* **Available records**:
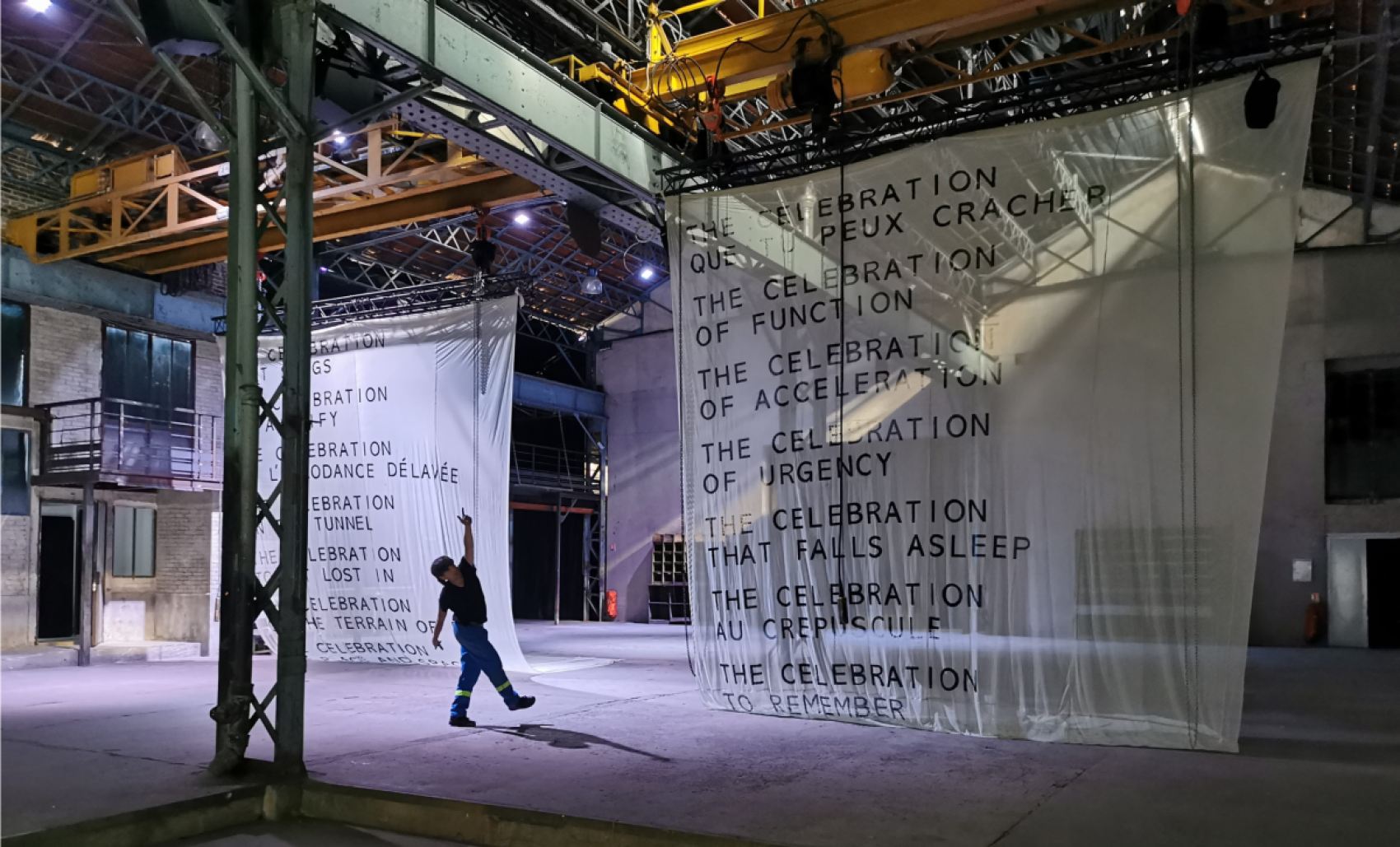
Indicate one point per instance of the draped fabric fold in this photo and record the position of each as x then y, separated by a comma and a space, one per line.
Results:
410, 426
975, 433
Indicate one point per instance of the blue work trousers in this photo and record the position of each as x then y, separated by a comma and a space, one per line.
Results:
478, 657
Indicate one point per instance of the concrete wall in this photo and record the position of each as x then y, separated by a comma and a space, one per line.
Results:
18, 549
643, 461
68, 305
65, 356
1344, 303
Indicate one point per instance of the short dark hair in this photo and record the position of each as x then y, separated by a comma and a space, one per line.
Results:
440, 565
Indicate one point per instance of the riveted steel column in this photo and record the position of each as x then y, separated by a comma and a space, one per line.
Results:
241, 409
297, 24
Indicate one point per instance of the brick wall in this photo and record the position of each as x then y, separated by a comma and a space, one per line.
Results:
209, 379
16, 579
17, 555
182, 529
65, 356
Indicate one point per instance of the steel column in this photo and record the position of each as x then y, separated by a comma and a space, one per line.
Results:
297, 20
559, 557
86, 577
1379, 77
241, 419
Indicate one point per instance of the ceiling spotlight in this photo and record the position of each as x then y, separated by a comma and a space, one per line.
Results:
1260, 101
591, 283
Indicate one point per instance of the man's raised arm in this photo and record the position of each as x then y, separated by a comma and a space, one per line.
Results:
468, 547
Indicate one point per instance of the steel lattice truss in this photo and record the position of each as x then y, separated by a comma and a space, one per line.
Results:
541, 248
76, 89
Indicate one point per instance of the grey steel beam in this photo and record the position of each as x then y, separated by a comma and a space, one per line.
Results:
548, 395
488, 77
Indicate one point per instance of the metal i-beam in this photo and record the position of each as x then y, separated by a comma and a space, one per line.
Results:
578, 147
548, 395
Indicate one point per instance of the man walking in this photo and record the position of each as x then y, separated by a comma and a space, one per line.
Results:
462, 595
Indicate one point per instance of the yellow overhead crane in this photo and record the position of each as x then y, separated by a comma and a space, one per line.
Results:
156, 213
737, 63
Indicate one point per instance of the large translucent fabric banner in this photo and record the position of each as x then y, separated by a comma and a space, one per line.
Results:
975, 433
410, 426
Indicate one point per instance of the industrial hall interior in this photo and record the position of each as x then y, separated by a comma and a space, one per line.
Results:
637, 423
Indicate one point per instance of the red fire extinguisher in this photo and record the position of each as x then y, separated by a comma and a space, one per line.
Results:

* **What you are asked to do**:
Copy out the entries verbatim and leave the images out.

* **Response**:
Indicate one point per instance of the draped fabric fold in this photo and record the position of each as x then y, separated by a comma and a space, one per line.
Results:
410, 426
975, 433
Indicate one point per instance of the blue work trousers in this photo and record the position of each as x then y, separated by a comma and a space, one per line.
Results:
478, 657
Indicate one point per instance of the concrete wall in this photo and record the position of each as x then y, separated by a comma and a space, one per line.
Results:
18, 549
643, 461
68, 305
65, 356
1344, 303
Indicate one point per instance of the short dark hair in this photo and record the position of each as x then y, separated by a comma and a space, one per line.
Results:
440, 565
Indicate one point per instance of the riveted steel column in this photo and record the position of each as x then y, separated by a comma and a space, one per line.
Results:
241, 409
297, 24
Indicate one point per instance of the brick wall in this photo and record the position of each as x then y, separated by a comma and a space, one per line.
Results:
209, 379
16, 579
17, 555
182, 529
65, 356
Indicate one point per instance of the steel column in this photo and record the position of each as x then y, separated by a comma and a space, one per line.
Results:
297, 20
559, 557
86, 577
1379, 77
241, 419
Indicate one point per instance of the ceiling spotlight in this photo and record the position of each as x then y, separated by a comma and a space, one per line.
Results:
1260, 101
591, 283
Indicate one point per instance of the man's raised arm in this photo and record the position of each as x then y, separated by a comma and a space, one per line.
Results:
468, 547
Indicate one point per instance of the steel lattice truss in this photo and record the position of each as x then y, separated by a comma and a space, one per line.
Results:
541, 248
76, 89
Indicate one point per instance of the grey steel beam in this photo and record the position of each as x then y, separated by a comma and a space, one per line.
Results:
548, 395
488, 77
Indicate one point per instance of the metal i-beam in this photo and record the position of each as x then y, separated by a comma and a space, one per line.
Results:
578, 147
548, 395
Indicate one point per instance of the man walking in this photo and record the position of each as x then y, separated by a comma and a space, one per line.
Results:
462, 595
Indicate one point per instance of the yellow overhead crane in this photo and record the position of each as x then y, separated by a comma and a space, one per line.
Results:
156, 213
737, 63
Indicate one point per instance of the large translucent fabric banner in this photo and record the position of each as x then y, separated by a comma and a space, one per line.
Results:
975, 433
410, 426
Indicate one point per instance of the industrial hall interior in this photo and record the position of each as x then y, separated by a comma and a space, one per line.
Results:
637, 423
Indicate one point per instance of the red fire extinguisher in this photo and record the position of each as x then y, separated by a comma and a space, one per line.
Results:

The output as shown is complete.